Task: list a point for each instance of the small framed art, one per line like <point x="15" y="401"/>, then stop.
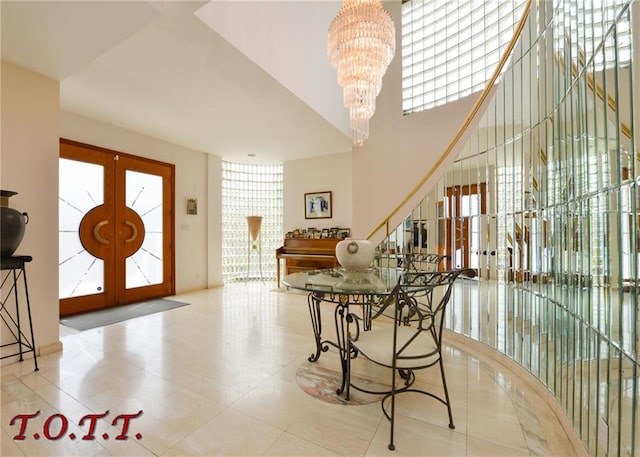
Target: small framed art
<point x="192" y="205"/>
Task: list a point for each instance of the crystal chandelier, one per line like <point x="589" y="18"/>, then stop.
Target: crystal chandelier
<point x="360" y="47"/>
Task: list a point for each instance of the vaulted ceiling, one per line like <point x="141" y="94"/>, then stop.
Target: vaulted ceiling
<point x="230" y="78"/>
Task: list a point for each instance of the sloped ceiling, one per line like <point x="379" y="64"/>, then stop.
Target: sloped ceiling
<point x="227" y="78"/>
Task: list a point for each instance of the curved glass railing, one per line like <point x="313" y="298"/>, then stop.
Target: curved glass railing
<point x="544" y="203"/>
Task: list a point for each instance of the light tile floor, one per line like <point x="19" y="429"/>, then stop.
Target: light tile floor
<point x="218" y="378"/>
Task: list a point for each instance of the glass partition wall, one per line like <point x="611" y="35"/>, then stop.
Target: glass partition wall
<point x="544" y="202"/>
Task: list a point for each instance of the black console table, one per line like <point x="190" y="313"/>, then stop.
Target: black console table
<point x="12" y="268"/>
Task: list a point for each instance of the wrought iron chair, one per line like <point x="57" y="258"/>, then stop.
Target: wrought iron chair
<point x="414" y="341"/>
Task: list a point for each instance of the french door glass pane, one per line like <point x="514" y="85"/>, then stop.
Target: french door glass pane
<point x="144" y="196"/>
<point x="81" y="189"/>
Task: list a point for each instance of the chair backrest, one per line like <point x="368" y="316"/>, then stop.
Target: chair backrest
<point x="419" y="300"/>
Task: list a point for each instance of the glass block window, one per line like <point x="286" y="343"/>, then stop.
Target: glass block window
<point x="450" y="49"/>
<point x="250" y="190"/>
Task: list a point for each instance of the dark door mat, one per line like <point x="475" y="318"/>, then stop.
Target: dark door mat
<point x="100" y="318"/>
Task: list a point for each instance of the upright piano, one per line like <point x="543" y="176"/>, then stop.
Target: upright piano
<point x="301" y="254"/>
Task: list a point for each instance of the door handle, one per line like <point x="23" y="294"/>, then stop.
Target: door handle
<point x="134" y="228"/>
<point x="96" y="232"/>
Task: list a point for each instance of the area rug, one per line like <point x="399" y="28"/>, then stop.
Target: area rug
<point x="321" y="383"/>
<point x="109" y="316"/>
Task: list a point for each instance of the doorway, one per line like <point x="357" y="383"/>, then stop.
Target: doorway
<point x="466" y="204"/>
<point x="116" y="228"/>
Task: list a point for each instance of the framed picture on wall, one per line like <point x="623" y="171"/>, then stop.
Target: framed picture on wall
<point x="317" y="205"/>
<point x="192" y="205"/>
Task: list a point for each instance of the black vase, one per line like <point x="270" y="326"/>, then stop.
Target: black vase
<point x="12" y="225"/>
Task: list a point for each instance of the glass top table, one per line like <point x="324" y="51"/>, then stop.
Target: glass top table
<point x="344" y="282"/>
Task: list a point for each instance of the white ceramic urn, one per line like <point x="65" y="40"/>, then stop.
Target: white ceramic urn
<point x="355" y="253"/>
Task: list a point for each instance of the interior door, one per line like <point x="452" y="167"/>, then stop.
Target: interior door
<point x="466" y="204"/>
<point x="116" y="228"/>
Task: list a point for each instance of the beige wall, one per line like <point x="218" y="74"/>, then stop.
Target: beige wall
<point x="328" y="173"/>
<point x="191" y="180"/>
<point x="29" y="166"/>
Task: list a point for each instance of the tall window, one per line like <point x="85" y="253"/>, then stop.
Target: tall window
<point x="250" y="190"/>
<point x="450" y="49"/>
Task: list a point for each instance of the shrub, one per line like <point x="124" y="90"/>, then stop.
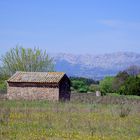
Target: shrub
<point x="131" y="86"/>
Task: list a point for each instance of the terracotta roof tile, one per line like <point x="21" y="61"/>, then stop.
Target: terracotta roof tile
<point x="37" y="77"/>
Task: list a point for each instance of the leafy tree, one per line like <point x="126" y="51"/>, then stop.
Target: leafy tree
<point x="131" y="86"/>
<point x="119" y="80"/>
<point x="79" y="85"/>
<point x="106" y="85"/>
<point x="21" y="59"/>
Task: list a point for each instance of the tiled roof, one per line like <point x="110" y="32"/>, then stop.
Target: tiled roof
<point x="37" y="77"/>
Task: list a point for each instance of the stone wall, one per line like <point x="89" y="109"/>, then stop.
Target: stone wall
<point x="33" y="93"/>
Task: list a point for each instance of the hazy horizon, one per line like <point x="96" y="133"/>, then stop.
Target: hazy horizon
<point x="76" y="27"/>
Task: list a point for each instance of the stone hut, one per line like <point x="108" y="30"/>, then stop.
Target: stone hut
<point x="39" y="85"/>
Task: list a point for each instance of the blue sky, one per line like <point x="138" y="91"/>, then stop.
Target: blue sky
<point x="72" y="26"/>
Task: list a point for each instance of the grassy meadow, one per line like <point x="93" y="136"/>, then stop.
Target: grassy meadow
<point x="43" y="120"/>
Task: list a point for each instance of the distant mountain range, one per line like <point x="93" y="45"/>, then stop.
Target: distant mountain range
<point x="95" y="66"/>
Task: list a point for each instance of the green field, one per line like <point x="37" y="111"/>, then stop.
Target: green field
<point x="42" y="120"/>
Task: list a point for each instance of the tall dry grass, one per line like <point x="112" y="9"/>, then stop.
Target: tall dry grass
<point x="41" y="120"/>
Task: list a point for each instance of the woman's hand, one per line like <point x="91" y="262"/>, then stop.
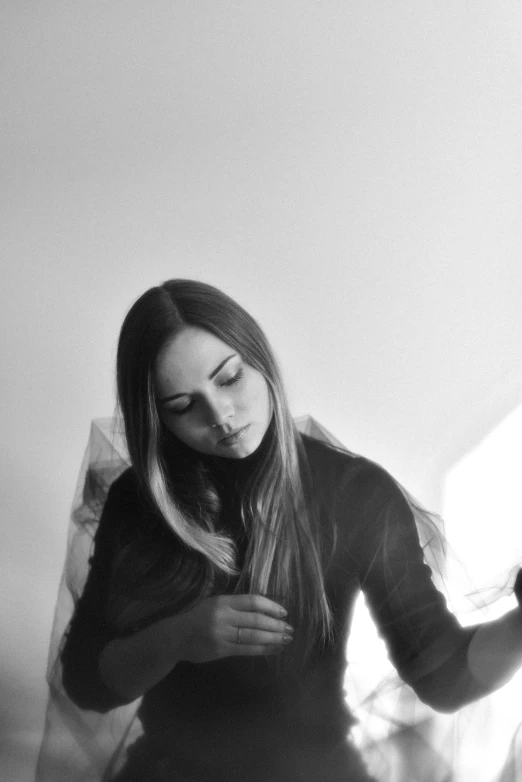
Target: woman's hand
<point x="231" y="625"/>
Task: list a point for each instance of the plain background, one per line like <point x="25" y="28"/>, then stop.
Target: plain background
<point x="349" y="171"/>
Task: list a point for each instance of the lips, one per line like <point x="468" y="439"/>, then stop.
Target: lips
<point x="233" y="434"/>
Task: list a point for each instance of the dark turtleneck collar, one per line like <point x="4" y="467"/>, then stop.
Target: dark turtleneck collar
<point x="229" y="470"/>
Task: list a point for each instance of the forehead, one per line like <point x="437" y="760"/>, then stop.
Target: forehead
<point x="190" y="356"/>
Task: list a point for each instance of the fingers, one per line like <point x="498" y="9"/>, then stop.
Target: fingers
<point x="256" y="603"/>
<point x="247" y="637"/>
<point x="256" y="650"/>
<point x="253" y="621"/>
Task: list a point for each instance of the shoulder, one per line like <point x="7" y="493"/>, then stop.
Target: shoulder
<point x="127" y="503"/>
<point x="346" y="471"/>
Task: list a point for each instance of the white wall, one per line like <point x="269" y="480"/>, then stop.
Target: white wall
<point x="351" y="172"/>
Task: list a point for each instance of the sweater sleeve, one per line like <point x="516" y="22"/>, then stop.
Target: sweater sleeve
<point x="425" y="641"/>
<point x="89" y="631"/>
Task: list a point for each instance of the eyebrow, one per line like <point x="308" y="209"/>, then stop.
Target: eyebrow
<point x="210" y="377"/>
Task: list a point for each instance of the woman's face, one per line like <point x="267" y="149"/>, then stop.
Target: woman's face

────────────────────

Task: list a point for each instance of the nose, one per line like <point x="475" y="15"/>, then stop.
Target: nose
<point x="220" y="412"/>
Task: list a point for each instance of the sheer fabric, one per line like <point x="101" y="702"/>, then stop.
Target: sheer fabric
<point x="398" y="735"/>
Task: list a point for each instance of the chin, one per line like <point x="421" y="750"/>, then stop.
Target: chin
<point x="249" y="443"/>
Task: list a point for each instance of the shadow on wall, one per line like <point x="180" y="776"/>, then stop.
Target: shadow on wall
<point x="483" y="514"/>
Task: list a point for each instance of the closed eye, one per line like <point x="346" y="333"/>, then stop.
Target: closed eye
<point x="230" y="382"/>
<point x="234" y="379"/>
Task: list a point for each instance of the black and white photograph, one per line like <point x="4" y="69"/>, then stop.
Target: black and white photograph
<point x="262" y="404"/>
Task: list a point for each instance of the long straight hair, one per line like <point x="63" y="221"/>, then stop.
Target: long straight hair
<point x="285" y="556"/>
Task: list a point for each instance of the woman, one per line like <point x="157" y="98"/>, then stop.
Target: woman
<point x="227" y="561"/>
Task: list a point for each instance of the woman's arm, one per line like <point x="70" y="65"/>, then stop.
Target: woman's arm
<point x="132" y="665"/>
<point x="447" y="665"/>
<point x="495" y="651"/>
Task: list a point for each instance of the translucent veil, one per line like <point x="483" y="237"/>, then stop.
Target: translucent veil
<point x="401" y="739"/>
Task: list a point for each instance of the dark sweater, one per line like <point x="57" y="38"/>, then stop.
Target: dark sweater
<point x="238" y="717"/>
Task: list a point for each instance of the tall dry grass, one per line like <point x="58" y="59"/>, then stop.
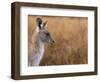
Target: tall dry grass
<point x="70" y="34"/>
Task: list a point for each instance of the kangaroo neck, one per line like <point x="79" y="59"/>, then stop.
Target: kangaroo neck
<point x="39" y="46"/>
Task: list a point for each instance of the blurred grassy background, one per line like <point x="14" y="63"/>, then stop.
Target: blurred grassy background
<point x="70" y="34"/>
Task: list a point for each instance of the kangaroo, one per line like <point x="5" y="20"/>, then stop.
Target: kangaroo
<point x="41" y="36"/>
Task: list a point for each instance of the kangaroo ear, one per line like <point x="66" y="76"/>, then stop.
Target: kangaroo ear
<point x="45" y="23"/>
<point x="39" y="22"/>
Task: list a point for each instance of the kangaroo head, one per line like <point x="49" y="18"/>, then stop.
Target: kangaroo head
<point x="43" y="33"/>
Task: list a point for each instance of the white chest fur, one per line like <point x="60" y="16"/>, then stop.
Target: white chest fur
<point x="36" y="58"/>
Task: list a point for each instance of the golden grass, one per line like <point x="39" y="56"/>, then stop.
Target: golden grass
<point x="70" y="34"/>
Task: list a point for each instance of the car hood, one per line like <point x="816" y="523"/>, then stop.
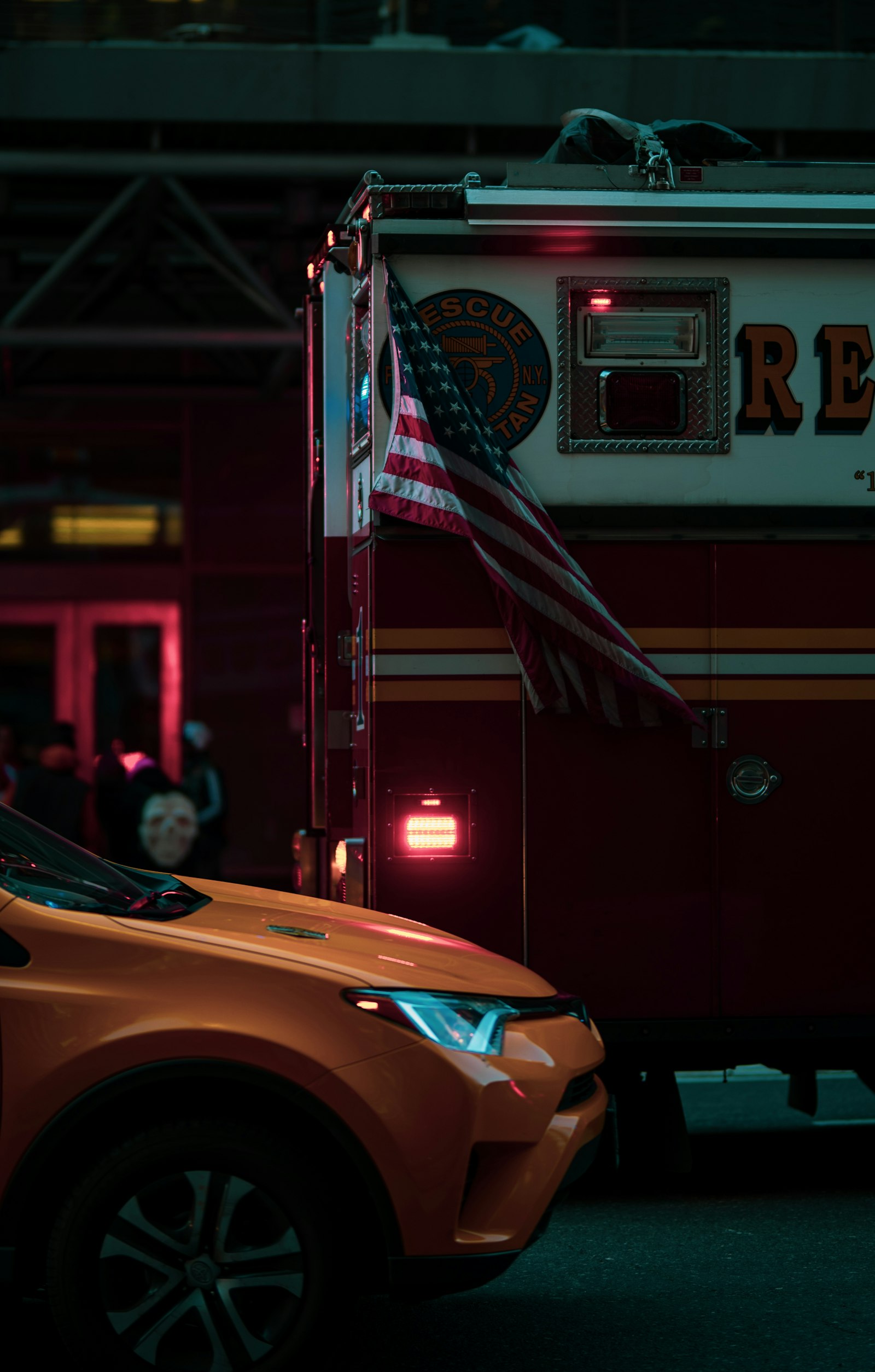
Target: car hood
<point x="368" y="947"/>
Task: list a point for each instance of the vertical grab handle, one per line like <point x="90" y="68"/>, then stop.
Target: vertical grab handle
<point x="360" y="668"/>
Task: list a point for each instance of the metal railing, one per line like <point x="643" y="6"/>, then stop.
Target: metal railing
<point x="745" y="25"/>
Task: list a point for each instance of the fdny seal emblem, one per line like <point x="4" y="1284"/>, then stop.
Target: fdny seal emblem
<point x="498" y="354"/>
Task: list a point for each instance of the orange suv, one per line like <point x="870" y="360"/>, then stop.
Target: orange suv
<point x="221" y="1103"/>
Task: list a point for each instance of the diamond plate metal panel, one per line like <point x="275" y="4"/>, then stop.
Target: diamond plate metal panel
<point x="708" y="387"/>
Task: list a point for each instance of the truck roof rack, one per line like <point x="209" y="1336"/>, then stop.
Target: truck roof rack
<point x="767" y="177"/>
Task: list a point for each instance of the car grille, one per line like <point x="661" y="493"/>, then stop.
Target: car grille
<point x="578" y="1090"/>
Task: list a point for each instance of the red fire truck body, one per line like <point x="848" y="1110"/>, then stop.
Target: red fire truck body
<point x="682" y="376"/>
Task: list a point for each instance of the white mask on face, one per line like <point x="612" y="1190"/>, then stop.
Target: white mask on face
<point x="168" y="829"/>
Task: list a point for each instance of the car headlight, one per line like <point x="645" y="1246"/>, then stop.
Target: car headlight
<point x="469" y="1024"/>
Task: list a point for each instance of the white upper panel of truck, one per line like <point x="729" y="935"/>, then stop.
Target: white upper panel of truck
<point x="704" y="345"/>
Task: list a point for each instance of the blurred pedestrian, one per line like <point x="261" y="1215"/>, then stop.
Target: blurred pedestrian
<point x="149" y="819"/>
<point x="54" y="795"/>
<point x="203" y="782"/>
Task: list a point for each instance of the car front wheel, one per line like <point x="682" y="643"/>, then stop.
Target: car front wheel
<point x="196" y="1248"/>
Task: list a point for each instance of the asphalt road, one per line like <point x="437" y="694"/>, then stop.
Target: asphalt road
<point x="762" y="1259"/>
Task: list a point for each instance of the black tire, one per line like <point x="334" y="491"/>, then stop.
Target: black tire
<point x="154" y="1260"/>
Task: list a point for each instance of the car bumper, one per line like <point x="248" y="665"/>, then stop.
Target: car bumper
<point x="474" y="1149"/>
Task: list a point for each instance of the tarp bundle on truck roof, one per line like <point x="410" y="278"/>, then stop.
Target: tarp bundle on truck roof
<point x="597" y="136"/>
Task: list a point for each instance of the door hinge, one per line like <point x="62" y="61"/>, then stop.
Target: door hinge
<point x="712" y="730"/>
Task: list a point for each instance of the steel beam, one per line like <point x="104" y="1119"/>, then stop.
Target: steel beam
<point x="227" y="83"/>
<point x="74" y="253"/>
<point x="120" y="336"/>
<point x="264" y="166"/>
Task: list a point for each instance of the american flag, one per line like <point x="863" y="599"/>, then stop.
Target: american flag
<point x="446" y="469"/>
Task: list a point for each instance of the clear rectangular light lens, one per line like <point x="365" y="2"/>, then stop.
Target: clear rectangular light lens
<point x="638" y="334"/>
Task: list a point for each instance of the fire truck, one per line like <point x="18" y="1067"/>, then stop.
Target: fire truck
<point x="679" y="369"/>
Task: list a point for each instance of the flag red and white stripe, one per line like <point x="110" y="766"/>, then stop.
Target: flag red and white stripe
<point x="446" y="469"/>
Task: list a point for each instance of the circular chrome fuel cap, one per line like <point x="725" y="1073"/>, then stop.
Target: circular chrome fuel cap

────────────────────

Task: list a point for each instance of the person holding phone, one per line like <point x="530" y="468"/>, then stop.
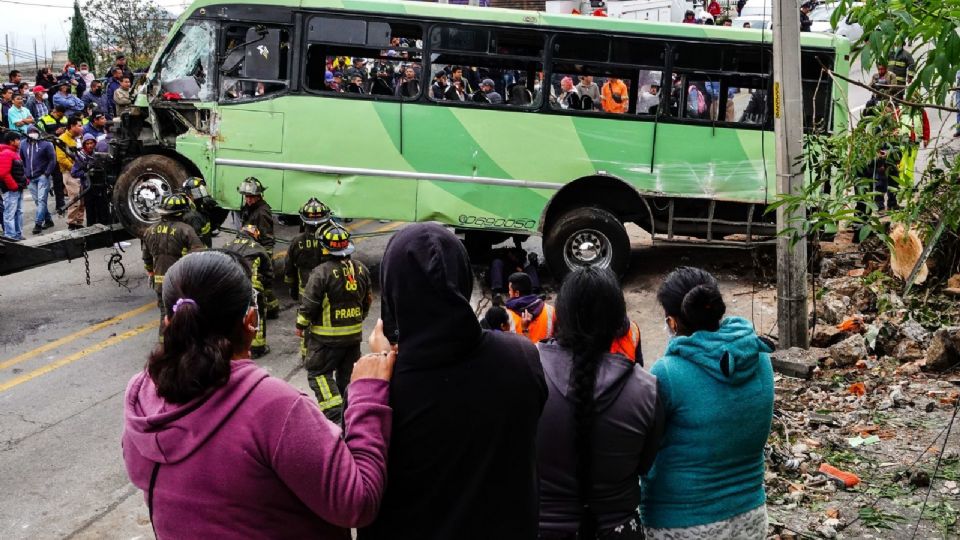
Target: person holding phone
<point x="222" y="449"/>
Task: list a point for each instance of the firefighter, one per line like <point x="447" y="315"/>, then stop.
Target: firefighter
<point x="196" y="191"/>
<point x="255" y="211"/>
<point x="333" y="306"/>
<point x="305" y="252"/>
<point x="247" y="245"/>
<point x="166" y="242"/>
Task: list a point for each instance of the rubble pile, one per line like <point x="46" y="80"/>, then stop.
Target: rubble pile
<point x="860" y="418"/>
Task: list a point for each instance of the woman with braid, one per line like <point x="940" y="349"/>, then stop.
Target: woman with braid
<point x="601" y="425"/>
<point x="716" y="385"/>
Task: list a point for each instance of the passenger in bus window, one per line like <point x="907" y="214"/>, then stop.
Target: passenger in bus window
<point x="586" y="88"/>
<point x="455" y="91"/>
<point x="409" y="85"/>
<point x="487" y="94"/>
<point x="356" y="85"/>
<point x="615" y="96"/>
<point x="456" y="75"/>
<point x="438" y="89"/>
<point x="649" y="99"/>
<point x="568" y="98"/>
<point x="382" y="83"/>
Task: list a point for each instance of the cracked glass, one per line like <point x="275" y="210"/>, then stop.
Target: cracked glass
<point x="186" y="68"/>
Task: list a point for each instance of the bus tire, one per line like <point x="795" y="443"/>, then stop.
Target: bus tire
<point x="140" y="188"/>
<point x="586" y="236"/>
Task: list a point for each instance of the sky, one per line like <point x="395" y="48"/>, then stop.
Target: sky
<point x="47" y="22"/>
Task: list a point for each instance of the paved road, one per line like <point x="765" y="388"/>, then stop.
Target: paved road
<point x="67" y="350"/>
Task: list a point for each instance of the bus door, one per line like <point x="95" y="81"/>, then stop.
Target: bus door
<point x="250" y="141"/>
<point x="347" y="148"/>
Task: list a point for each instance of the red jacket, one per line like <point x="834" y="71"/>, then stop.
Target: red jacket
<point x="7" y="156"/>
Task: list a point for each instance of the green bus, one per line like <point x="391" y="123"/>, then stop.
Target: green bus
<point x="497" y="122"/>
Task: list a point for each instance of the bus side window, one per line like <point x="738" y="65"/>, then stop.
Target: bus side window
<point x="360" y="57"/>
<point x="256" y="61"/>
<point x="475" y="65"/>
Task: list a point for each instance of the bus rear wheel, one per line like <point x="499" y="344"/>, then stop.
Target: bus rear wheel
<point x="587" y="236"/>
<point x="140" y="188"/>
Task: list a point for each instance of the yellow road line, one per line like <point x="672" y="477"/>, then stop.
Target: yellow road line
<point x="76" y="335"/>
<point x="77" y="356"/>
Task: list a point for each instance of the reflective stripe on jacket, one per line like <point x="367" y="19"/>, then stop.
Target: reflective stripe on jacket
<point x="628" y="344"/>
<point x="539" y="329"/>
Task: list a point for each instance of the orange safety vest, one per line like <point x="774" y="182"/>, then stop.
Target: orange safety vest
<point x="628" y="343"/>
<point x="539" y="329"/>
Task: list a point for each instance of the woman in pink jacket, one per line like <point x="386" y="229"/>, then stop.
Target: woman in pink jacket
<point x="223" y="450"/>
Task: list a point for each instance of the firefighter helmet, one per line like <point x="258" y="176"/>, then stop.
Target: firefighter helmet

────────────────────

## Problem description
Beginning with the line that contains "Task: list a point for each instance of the flag" and ending after the line that contains "Target: circular chrome fuel cap", recast those lines as a JSON list of strings, one string per line, with any blank lines omitted.

## Complete output
[
  "Task: list a point for each instance of the flag red and white stripe, one per line like <point x=\"110\" y=\"766\"/>, then stop.",
  "Target: flag red and white stripe",
  "<point x=\"446\" y=\"469\"/>",
  "Task: list a point for each instance of the circular chrome fuel cap, one per line like <point x=\"725\" y=\"1073\"/>, then stop.",
  "Target: circular chrome fuel cap"
]